If a particle moves in a circle of radius r, its angular speed omega is:
omega = d theta/dt
where theta is the angle swept out. The SI unit is rad s^(-1).
For one complete revolution: theta = 2pi, time = T (period).
omega = 2pi/T = 2pi f
where f is the frequency (revolutions per second).
The linear speed v (tangential speed) is related to angular speed by:
v = r omega
A particle moving at constant speed v in a circle of radius r has acceleration directed towards the centre:
a = v^2/r = r omega^2
This is the centripetal acceleration. It changes the direction of the velocity but not its magnitude.
By Newton's Second Law, the force required to maintain circular motion is:
F = mv^2/r = mr omega^2
This is not a new type of force -- it is the resultant of all forces acting on the particle, directed towards the centre. The centripetal force might be provided by tension, gravity, friction, normal reaction, or a combination.

*Exercise*. Reproduce the part of the passage on circular motion that opens with the words containing "If a particle" and closes with "(revolutions per second).". The data that comes next is separate material, unrelated to the passage on circular motion.

*Dataset extract*.
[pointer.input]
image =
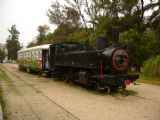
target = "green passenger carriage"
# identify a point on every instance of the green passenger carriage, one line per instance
(34, 59)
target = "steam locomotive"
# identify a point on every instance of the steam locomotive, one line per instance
(104, 67)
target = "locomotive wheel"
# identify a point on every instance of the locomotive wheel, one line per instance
(66, 78)
(99, 88)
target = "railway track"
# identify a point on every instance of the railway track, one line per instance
(42, 94)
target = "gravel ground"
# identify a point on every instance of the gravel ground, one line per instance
(32, 97)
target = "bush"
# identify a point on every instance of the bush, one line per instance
(152, 67)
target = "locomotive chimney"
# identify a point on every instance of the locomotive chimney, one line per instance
(115, 35)
(101, 42)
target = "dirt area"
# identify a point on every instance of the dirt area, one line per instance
(32, 97)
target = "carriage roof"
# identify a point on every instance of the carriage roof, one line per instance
(40, 47)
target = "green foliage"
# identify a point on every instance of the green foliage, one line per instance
(152, 66)
(13, 44)
(2, 55)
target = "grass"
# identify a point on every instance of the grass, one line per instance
(147, 79)
(4, 77)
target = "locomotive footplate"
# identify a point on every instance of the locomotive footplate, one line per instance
(115, 80)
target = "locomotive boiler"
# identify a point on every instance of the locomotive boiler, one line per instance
(104, 67)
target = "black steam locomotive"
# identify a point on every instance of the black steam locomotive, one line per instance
(104, 67)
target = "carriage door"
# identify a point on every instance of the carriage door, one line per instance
(45, 62)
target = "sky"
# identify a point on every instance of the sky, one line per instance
(27, 15)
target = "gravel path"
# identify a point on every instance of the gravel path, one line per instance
(31, 97)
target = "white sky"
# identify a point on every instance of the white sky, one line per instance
(26, 14)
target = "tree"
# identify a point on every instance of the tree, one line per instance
(12, 43)
(2, 55)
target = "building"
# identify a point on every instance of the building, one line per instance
(3, 47)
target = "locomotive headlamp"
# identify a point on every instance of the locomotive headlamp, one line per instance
(120, 59)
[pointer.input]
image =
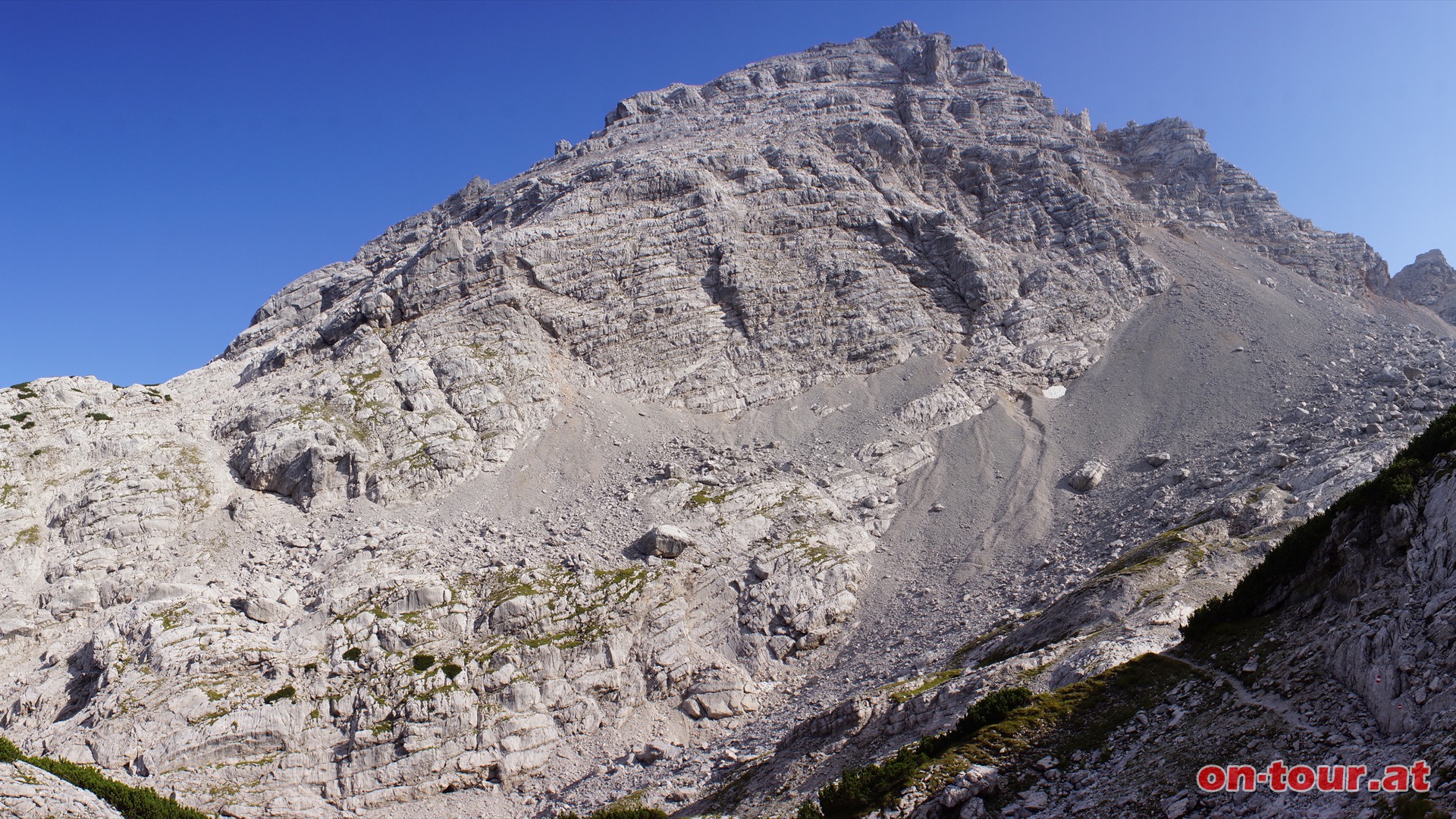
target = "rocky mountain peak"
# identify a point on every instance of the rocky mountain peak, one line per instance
(748, 438)
(1429, 281)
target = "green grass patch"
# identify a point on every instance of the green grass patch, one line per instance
(619, 814)
(133, 803)
(1006, 729)
(924, 684)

*Answer to the task*.
If a particle moves in a circle of radius r, its angular speed omega is:
omega = d theta/dt
where theta is the angle swept out. The SI unit is rad s^(-1).
For one complete revolution: theta = 2pi, time = T (period).
omega = 2pi/T = 2pi f
where f is the frequency (revolutions per second).